SET TASK —
Which lines in the records below contain the word "table"? Select every such line and copy it out in full.

**** DATA IN THIS EXERCISE

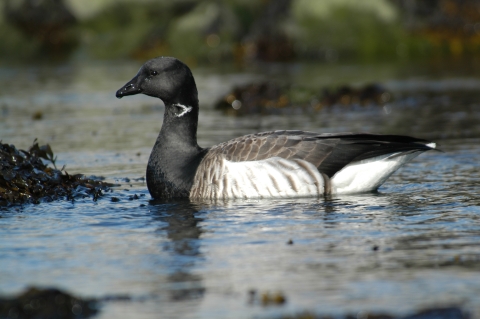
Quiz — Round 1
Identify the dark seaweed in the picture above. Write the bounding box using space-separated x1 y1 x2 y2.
0 287 98 319
0 140 112 206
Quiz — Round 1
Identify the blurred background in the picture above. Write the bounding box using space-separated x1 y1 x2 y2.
0 0 480 66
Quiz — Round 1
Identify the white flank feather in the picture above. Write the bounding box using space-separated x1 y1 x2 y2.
332 152 421 194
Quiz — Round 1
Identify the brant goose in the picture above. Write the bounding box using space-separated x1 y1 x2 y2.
116 57 435 199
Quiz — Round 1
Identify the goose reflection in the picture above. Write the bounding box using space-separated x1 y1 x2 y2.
150 200 205 301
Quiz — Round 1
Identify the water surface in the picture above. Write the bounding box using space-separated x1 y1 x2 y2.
0 62 480 318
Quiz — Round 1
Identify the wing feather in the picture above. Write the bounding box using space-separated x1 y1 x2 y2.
205 131 432 177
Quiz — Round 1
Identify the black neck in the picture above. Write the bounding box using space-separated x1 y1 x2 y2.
147 100 205 198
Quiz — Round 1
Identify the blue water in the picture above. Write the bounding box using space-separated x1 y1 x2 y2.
0 63 480 318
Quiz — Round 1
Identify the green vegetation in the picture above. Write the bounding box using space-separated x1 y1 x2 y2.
0 0 480 65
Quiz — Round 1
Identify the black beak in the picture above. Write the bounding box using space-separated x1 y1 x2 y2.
115 75 142 99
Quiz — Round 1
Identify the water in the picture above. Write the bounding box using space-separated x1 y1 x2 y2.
0 62 480 318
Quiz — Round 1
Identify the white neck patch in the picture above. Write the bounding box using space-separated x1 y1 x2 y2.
173 103 192 117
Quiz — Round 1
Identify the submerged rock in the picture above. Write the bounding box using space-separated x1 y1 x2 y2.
0 141 111 206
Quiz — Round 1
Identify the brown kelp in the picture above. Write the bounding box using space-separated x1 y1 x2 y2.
0 140 112 206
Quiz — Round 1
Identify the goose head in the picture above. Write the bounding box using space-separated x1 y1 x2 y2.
116 57 198 107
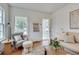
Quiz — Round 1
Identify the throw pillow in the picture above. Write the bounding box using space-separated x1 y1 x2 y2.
14 35 22 41
64 35 75 43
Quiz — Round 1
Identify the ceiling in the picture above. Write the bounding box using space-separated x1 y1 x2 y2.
9 3 68 14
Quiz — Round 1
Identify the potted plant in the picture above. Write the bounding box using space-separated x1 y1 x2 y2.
51 37 61 50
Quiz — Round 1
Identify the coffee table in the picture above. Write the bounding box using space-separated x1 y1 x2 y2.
44 46 68 55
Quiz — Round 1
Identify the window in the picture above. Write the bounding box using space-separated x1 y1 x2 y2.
42 19 49 40
15 16 27 34
42 19 50 46
0 9 5 41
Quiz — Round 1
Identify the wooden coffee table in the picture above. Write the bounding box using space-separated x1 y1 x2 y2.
44 46 67 55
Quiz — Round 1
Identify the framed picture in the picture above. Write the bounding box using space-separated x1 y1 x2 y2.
70 9 79 29
33 23 39 32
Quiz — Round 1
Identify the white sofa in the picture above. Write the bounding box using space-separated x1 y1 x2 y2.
57 32 79 54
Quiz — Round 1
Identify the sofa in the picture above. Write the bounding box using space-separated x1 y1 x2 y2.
57 32 79 54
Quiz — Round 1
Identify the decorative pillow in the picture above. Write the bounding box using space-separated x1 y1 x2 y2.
57 33 66 41
14 35 22 41
75 34 79 43
64 35 75 43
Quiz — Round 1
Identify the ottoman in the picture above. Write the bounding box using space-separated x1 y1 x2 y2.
22 41 33 54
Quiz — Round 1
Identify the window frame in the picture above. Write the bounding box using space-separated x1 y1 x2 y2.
0 8 5 41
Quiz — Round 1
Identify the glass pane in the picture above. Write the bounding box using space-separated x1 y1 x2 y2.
42 19 49 40
15 16 27 32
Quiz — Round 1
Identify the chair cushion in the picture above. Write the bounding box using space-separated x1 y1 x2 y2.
16 40 24 44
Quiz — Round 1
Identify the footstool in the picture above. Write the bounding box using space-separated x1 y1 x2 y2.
22 41 33 54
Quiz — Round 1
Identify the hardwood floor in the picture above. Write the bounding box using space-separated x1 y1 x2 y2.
2 42 67 55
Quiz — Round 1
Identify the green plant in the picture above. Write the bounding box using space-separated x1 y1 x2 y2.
51 38 61 49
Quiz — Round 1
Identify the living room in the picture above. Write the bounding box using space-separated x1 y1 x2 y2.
0 3 79 55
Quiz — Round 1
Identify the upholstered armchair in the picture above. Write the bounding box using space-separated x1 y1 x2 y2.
0 42 4 54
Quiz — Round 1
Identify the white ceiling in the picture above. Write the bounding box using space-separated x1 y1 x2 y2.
9 3 67 14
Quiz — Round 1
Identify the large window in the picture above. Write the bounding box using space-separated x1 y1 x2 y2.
15 16 27 34
42 19 49 40
42 19 50 46
0 9 4 41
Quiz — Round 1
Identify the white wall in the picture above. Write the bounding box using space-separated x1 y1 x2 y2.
10 7 50 40
0 3 9 38
52 3 79 37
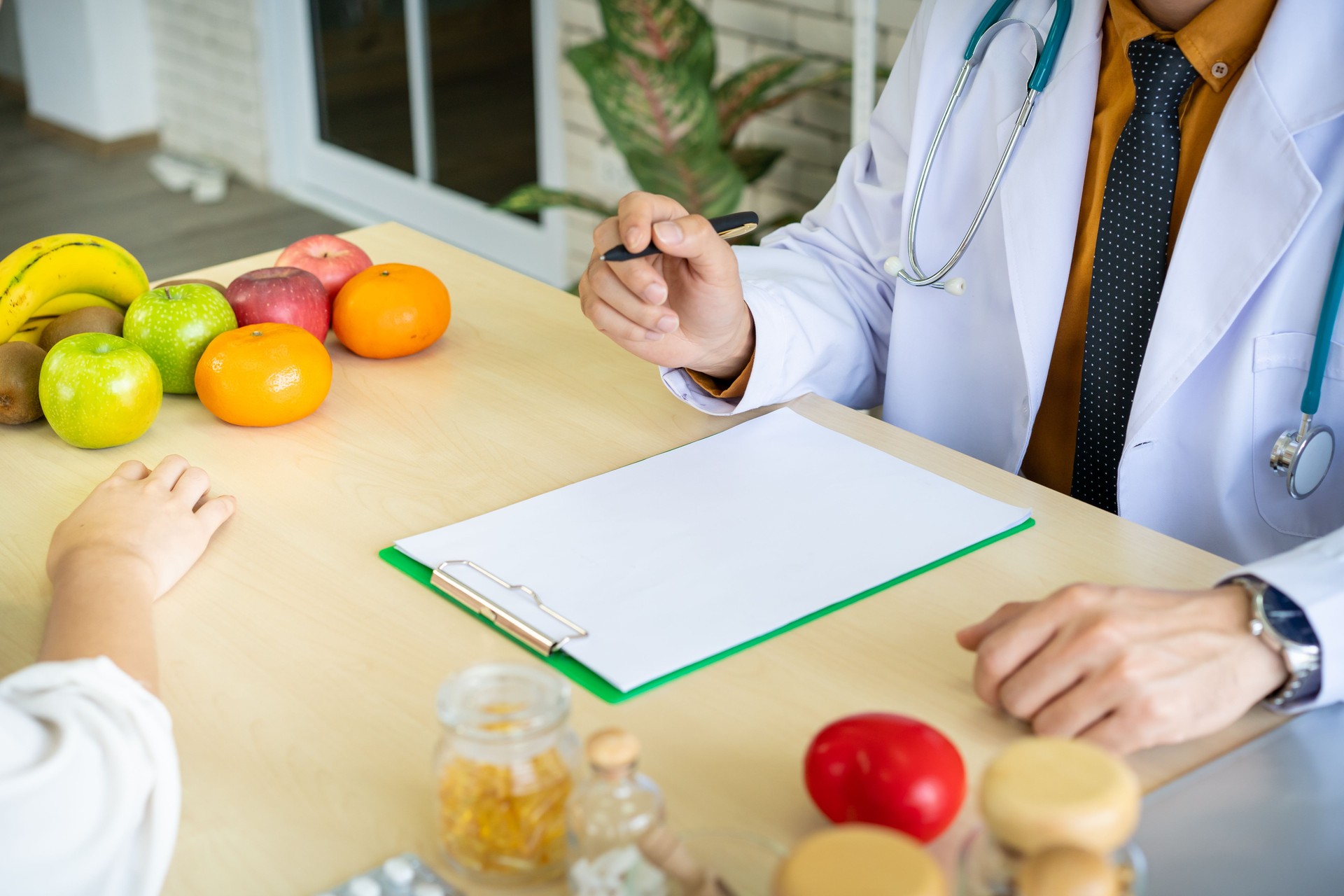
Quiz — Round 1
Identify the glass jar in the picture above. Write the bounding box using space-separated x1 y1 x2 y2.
434 664 580 884
957 827 1148 896
566 728 668 896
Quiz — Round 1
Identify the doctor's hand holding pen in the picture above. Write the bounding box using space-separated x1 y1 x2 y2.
580 192 755 379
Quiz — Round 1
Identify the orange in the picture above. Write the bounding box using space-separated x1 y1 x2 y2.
196 323 332 426
332 265 453 357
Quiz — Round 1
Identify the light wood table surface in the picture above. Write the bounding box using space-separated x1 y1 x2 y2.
0 224 1277 896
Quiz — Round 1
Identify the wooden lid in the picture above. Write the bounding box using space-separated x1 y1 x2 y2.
774 825 948 896
587 728 640 770
1017 846 1121 896
980 738 1141 855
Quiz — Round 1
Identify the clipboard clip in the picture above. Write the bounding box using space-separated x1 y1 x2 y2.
430 560 587 657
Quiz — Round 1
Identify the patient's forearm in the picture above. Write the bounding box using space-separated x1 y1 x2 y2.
39 557 159 690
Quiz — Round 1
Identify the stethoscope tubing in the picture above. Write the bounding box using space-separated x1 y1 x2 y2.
1302 217 1344 416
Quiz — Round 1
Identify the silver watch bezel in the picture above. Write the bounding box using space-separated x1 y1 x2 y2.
1231 576 1321 709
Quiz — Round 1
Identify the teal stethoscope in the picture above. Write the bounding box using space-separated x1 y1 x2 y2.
883 0 1344 498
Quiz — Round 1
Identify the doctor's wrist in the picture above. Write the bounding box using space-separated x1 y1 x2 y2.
687 310 755 383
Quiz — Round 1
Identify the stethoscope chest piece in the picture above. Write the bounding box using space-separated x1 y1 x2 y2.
1268 418 1335 500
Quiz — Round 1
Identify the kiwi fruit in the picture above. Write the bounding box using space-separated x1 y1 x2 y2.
155 276 225 295
38 305 125 352
0 344 46 423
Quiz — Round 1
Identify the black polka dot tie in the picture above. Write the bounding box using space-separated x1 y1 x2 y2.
1071 38 1198 513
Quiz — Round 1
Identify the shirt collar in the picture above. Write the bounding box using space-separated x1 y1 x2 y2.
1109 0 1275 92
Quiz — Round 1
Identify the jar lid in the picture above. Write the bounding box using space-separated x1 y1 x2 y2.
438 662 570 741
980 738 1142 855
774 823 948 896
587 728 640 771
1016 846 1122 896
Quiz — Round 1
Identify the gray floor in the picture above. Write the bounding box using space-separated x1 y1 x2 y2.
0 97 348 279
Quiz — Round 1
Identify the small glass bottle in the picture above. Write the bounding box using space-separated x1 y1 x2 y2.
957 738 1147 896
434 664 580 884
566 728 668 896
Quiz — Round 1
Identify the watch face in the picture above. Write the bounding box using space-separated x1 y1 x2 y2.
1265 589 1320 646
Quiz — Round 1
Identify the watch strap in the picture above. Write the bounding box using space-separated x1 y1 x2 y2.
1230 576 1321 709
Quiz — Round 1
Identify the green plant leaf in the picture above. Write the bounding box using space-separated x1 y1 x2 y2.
626 146 746 218
495 184 615 218
601 0 714 83
568 41 745 214
729 146 783 184
719 63 891 142
714 57 808 140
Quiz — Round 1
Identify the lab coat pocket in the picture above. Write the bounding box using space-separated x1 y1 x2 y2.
1252 333 1344 539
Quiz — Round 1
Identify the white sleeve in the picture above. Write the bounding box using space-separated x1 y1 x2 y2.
663 0 935 415
1233 529 1344 710
0 657 181 896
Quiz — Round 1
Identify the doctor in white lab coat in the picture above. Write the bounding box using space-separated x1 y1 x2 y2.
580 0 1344 752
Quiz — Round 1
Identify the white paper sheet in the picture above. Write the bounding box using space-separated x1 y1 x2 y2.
396 408 1031 692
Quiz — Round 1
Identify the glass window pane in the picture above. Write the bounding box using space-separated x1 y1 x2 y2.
428 0 538 203
312 0 415 174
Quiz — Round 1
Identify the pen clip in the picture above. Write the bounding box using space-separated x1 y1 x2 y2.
719 220 758 239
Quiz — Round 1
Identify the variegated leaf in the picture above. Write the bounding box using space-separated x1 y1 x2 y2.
720 63 891 142
495 184 615 218
714 57 808 141
601 0 714 83
626 146 746 218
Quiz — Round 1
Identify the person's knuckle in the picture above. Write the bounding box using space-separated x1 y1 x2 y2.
1078 612 1129 653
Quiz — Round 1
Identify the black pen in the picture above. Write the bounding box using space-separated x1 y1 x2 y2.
598 211 761 262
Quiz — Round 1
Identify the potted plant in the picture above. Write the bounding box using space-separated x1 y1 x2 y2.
498 0 876 223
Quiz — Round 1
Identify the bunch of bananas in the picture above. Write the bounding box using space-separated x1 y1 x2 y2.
0 234 149 342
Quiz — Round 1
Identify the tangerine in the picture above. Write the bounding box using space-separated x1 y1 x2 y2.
196 323 332 426
332 265 453 357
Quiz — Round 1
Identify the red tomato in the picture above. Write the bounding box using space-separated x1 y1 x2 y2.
804 712 966 842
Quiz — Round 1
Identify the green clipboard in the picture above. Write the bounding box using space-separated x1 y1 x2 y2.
378 517 1036 704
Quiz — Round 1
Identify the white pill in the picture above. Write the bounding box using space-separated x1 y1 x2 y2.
349 877 383 896
383 855 415 887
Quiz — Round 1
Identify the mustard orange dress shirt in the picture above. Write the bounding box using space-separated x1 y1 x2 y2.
1021 0 1274 494
688 0 1274 494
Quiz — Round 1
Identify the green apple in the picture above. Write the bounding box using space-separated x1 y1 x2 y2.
38 333 164 447
121 284 238 395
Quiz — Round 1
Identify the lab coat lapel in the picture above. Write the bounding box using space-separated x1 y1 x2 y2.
1129 0 1344 438
999 0 1106 407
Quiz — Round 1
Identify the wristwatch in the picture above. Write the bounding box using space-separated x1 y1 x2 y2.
1231 576 1321 709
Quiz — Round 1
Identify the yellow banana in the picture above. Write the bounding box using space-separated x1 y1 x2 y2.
9 317 57 345
32 293 122 317
0 234 149 341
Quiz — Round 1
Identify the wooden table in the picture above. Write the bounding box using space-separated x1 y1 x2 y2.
0 224 1275 896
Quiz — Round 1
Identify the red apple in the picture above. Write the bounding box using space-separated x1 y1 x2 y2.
276 234 374 300
225 267 332 342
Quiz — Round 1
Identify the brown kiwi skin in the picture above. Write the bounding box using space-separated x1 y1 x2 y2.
0 344 46 424
38 305 125 352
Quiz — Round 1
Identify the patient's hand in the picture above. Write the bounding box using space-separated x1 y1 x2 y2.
47 456 237 598
957 584 1287 754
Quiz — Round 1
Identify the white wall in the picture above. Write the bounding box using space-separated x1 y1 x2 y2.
16 0 159 141
144 0 270 186
0 0 23 82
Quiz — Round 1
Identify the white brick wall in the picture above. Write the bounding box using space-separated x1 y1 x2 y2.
558 0 919 276
148 0 266 186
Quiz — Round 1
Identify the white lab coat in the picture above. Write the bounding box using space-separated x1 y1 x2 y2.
664 0 1344 701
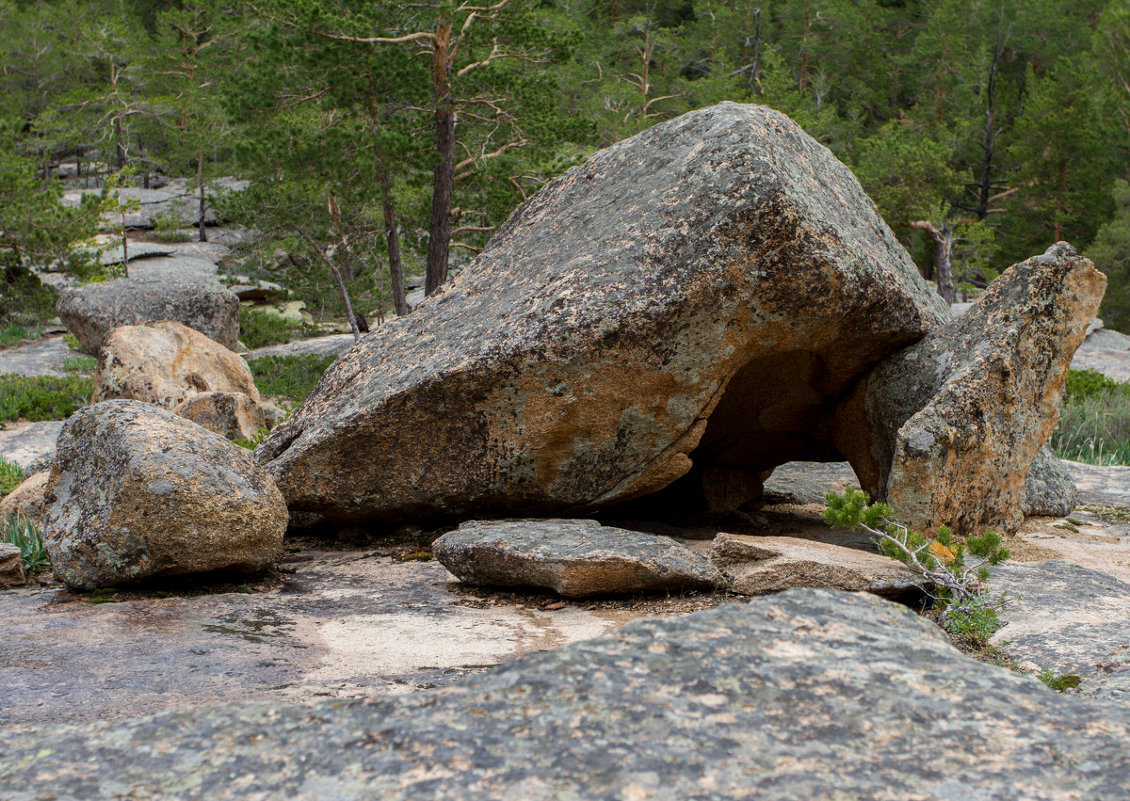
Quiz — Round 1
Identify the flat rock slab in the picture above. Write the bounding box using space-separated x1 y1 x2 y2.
711 533 922 597
242 333 356 362
1063 461 1130 508
0 420 63 471
432 520 725 598
0 337 73 378
0 590 1130 801
990 560 1130 704
0 550 645 723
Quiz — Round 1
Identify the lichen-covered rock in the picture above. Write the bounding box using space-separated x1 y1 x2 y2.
0 542 25 590
432 520 725 598
257 103 948 520
92 322 259 409
1020 445 1078 517
0 470 50 529
44 400 287 590
55 278 240 356
173 392 268 439
711 533 932 597
837 242 1106 532
0 590 1130 801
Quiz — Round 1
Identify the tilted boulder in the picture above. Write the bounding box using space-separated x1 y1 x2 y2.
432 520 725 598
837 242 1106 532
55 278 240 355
92 322 259 409
257 103 948 520
44 400 287 590
173 392 268 439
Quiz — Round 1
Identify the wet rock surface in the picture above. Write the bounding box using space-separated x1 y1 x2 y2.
711 532 923 598
838 242 1106 533
432 520 725 598
257 103 948 520
43 400 287 590
0 590 1130 801
57 278 240 355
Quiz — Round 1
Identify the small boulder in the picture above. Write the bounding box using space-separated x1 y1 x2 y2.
1020 445 1079 517
836 242 1106 533
432 520 724 598
44 400 287 590
711 533 925 597
173 392 268 439
55 278 240 354
90 322 259 409
0 542 26 590
0 470 50 529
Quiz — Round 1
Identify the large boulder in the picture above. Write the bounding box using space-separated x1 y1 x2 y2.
0 590 1130 801
55 278 240 355
44 400 287 590
837 242 1106 532
257 103 948 520
432 520 725 598
92 322 259 409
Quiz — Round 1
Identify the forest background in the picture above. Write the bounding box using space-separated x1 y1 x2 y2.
0 0 1130 330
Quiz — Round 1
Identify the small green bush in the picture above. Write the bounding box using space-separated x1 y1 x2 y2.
249 354 337 403
2 514 51 573
240 306 306 349
0 373 94 421
0 456 24 495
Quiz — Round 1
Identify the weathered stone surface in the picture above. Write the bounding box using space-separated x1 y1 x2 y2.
257 103 948 520
1020 445 1079 517
55 278 240 355
0 542 24 590
989 559 1130 704
173 392 268 439
92 322 259 409
432 520 725 598
711 533 923 597
44 400 287 590
837 242 1106 532
0 470 49 529
0 590 1130 801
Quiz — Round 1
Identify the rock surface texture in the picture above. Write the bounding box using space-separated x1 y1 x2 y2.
55 278 240 355
92 322 259 409
711 533 922 597
432 520 725 598
257 103 948 520
837 242 1106 532
0 590 1130 801
44 400 287 590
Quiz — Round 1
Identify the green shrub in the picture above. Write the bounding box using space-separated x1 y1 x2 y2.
2 514 51 573
0 456 24 495
249 354 337 403
240 306 306 349
0 373 94 421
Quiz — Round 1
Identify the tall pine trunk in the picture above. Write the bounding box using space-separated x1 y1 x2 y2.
424 11 455 295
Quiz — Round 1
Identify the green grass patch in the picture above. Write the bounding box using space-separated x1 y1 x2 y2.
0 514 51 573
0 373 94 421
0 456 24 495
240 306 307 350
247 354 337 403
1050 369 1130 465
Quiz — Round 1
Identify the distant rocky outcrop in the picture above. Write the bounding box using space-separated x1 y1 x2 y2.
57 278 240 355
0 590 1130 801
836 242 1106 532
44 400 287 590
257 103 948 520
432 520 725 598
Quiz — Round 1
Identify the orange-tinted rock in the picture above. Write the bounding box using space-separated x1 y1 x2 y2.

********

RESULT —
Identify the coffee table in the picture above. Write the bounding box using space-separated x1 y1 x2 y2.
Identify the wooden coffee table in the picture above. Write the bounding box using space-separated x1 y1 x2 y2.
Identify the light wood table surface in the picture above. Write the bounding box using space-separated x1 y1 x2 y2.
Identify the wooden table in the picture above. Write the bounding box using space-separated x1 y1 x2 y2.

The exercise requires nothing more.